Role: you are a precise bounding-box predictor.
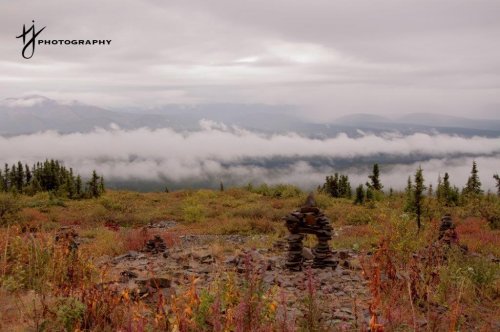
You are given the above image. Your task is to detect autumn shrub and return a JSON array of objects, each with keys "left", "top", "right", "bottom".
[{"left": 0, "top": 192, "right": 21, "bottom": 226}]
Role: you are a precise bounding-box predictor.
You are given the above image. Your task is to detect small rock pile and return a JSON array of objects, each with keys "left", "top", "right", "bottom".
[
  {"left": 142, "top": 235, "right": 167, "bottom": 254},
  {"left": 55, "top": 226, "right": 80, "bottom": 252},
  {"left": 438, "top": 214, "right": 458, "bottom": 246},
  {"left": 284, "top": 194, "right": 338, "bottom": 271}
]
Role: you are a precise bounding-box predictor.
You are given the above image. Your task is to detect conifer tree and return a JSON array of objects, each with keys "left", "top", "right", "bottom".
[
  {"left": 405, "top": 176, "right": 415, "bottom": 212},
  {"left": 493, "top": 174, "right": 500, "bottom": 196},
  {"left": 413, "top": 167, "right": 425, "bottom": 231},
  {"left": 354, "top": 184, "right": 365, "bottom": 205},
  {"left": 75, "top": 175, "right": 83, "bottom": 198},
  {"left": 366, "top": 187, "right": 375, "bottom": 202},
  {"left": 87, "top": 170, "right": 101, "bottom": 198},
  {"left": 464, "top": 160, "right": 483, "bottom": 195}
]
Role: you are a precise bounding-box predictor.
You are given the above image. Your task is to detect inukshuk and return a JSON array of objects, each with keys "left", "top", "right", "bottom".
[
  {"left": 284, "top": 194, "right": 338, "bottom": 271},
  {"left": 438, "top": 214, "right": 458, "bottom": 246}
]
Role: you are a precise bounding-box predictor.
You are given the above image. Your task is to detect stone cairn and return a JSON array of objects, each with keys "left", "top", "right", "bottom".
[
  {"left": 438, "top": 214, "right": 458, "bottom": 246},
  {"left": 284, "top": 194, "right": 338, "bottom": 271}
]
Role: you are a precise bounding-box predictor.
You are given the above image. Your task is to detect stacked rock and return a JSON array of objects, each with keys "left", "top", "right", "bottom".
[
  {"left": 143, "top": 235, "right": 167, "bottom": 254},
  {"left": 285, "top": 234, "right": 304, "bottom": 271},
  {"left": 284, "top": 194, "right": 338, "bottom": 271}
]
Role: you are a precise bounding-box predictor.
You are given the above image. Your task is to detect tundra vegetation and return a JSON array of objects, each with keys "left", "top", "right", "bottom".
[{"left": 0, "top": 161, "right": 500, "bottom": 331}]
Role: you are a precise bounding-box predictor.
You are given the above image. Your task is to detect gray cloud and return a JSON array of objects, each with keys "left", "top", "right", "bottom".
[
  {"left": 0, "top": 0, "right": 500, "bottom": 119},
  {"left": 0, "top": 121, "right": 500, "bottom": 189}
]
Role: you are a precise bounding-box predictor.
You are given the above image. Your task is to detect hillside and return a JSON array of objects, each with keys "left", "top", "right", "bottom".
[{"left": 0, "top": 186, "right": 500, "bottom": 331}]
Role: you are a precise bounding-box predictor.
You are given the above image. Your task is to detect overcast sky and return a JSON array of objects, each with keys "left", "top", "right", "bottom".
[{"left": 0, "top": 0, "right": 500, "bottom": 120}]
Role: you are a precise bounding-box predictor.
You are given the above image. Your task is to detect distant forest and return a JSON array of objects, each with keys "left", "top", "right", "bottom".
[{"left": 0, "top": 160, "right": 105, "bottom": 199}]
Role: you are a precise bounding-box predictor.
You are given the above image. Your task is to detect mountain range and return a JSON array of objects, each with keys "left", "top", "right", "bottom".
[{"left": 0, "top": 95, "right": 500, "bottom": 138}]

────────────────

Task:
Return each line of the entries above that contains the string "rock".

The reply:
You are given the above image. Your task is to detect small rock pile and return a JSON array of objects, each with keys "left", "top", "right", "bottom".
You are given the above image. Your task is to detect stacked rock and return a JSON array of objects, each with keys "left", "top", "right", "bottom".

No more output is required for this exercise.